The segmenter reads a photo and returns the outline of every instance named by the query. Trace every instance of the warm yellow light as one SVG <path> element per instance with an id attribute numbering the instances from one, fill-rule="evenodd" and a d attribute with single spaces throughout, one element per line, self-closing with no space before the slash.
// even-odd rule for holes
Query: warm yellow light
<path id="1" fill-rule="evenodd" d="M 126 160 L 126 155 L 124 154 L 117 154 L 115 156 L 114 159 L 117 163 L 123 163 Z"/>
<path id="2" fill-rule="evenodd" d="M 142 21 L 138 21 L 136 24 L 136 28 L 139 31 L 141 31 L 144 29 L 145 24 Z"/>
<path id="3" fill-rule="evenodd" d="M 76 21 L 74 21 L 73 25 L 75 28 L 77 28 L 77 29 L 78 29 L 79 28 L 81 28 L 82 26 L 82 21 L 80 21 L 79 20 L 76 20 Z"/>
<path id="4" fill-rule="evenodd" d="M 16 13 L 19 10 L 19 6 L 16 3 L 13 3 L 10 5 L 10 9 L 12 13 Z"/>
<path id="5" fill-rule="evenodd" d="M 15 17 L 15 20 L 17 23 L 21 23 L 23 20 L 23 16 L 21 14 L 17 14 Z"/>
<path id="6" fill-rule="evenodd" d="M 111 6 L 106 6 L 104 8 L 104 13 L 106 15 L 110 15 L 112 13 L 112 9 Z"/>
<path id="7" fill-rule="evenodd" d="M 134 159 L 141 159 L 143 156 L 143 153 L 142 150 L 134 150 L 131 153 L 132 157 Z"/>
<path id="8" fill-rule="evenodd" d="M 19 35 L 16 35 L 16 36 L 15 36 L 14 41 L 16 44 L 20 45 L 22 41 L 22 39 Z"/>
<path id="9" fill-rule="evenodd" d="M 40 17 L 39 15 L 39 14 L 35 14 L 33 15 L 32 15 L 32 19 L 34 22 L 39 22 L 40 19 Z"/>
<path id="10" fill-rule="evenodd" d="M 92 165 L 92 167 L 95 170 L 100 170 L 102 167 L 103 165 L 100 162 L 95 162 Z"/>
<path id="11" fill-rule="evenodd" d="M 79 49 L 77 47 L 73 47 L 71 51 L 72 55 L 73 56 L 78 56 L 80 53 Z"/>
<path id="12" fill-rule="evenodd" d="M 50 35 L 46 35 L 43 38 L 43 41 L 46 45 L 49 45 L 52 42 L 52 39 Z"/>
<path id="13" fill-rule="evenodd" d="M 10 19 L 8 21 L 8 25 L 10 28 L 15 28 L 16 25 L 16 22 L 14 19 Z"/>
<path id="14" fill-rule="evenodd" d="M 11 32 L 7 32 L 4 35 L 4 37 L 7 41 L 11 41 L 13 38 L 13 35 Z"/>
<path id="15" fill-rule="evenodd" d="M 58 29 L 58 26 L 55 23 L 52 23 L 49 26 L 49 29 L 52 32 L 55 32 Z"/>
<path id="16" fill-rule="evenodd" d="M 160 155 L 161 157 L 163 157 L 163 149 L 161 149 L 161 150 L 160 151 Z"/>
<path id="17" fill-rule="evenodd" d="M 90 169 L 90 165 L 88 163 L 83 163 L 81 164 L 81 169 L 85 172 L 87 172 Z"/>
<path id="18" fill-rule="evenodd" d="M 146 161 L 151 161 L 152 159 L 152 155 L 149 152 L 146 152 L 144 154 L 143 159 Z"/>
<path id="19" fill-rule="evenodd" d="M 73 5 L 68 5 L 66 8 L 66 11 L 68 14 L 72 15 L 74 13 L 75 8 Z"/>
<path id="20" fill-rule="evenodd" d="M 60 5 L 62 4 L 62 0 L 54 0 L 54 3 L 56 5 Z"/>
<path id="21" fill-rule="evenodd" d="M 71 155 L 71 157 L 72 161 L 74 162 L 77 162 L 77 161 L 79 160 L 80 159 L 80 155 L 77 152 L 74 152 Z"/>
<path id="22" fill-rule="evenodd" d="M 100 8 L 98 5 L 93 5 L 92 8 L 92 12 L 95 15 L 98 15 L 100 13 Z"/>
□ □ □
> **Given exercise**
Retype all of the lines above, character for character, with nothing left out or changed.

> **Response below**
The segmenter reads a photo and returns the outline of every instance named by the query. Trace every instance of the warm yellow light as one SVG <path> element per instance with an id attribute numbering the instances from one, fill-rule="evenodd" and a d attribute with single spaces throughout, one element per line, self-closing with no space before the slash.
// even-odd rule for holes
Query: warm yellow light
<path id="1" fill-rule="evenodd" d="M 126 160 L 126 155 L 124 154 L 117 154 L 115 156 L 114 159 L 117 163 L 123 163 Z"/>
<path id="2" fill-rule="evenodd" d="M 142 21 L 138 21 L 136 24 L 136 28 L 139 31 L 141 31 L 144 29 L 145 24 Z"/>
<path id="3" fill-rule="evenodd" d="M 76 21 L 74 21 L 73 25 L 75 28 L 77 28 L 77 29 L 78 29 L 79 28 L 81 28 L 82 26 L 82 21 L 80 21 L 79 20 L 76 20 Z"/>
<path id="4" fill-rule="evenodd" d="M 16 13 L 19 10 L 19 6 L 16 3 L 13 3 L 10 5 L 10 9 L 12 13 Z"/>
<path id="5" fill-rule="evenodd" d="M 15 17 L 15 20 L 17 23 L 21 23 L 23 20 L 23 16 L 21 14 L 17 14 Z"/>
<path id="6" fill-rule="evenodd" d="M 111 6 L 106 6 L 104 8 L 104 13 L 106 15 L 110 15 L 112 13 L 112 9 Z"/>
<path id="7" fill-rule="evenodd" d="M 134 159 L 141 159 L 143 156 L 143 153 L 142 150 L 134 150 L 131 153 L 132 157 Z"/>
<path id="8" fill-rule="evenodd" d="M 19 35 L 16 35 L 16 36 L 15 36 L 14 41 L 16 44 L 20 45 L 22 41 L 22 39 Z"/>
<path id="9" fill-rule="evenodd" d="M 40 17 L 39 15 L 39 14 L 35 14 L 33 15 L 32 15 L 32 19 L 34 22 L 39 22 L 40 19 Z"/>
<path id="10" fill-rule="evenodd" d="M 92 165 L 92 167 L 95 170 L 100 170 L 102 167 L 103 165 L 100 162 L 95 162 Z"/>
<path id="11" fill-rule="evenodd" d="M 79 49 L 77 47 L 73 47 L 71 51 L 72 55 L 73 56 L 78 56 L 80 53 Z"/>
<path id="12" fill-rule="evenodd" d="M 50 35 L 46 35 L 43 38 L 43 41 L 46 45 L 49 45 L 52 42 L 52 39 Z"/>
<path id="13" fill-rule="evenodd" d="M 10 19 L 8 21 L 8 25 L 10 28 L 15 28 L 16 25 L 16 22 L 14 19 Z"/>
<path id="14" fill-rule="evenodd" d="M 11 32 L 7 32 L 4 35 L 4 37 L 7 41 L 11 41 L 13 38 L 13 35 Z"/>
<path id="15" fill-rule="evenodd" d="M 58 29 L 58 26 L 55 23 L 52 23 L 49 26 L 49 29 L 52 32 L 55 32 Z"/>
<path id="16" fill-rule="evenodd" d="M 160 155 L 161 157 L 163 157 L 163 149 L 161 149 L 161 150 L 160 151 Z"/>
<path id="17" fill-rule="evenodd" d="M 90 169 L 90 165 L 88 163 L 83 163 L 81 164 L 81 169 L 85 172 L 87 172 Z"/>
<path id="18" fill-rule="evenodd" d="M 146 161 L 151 161 L 152 159 L 152 155 L 149 152 L 146 152 L 144 154 L 143 159 Z"/>
<path id="19" fill-rule="evenodd" d="M 73 5 L 68 5 L 66 8 L 66 11 L 68 14 L 72 15 L 74 13 L 75 8 Z"/>
<path id="20" fill-rule="evenodd" d="M 60 5 L 62 4 L 62 0 L 54 0 L 54 3 L 56 5 Z"/>
<path id="21" fill-rule="evenodd" d="M 71 155 L 71 157 L 72 161 L 74 162 L 77 162 L 77 161 L 79 160 L 80 159 L 80 155 L 77 152 L 74 152 Z"/>
<path id="22" fill-rule="evenodd" d="M 100 8 L 98 5 L 93 5 L 92 8 L 92 12 L 95 15 L 98 15 L 100 13 Z"/>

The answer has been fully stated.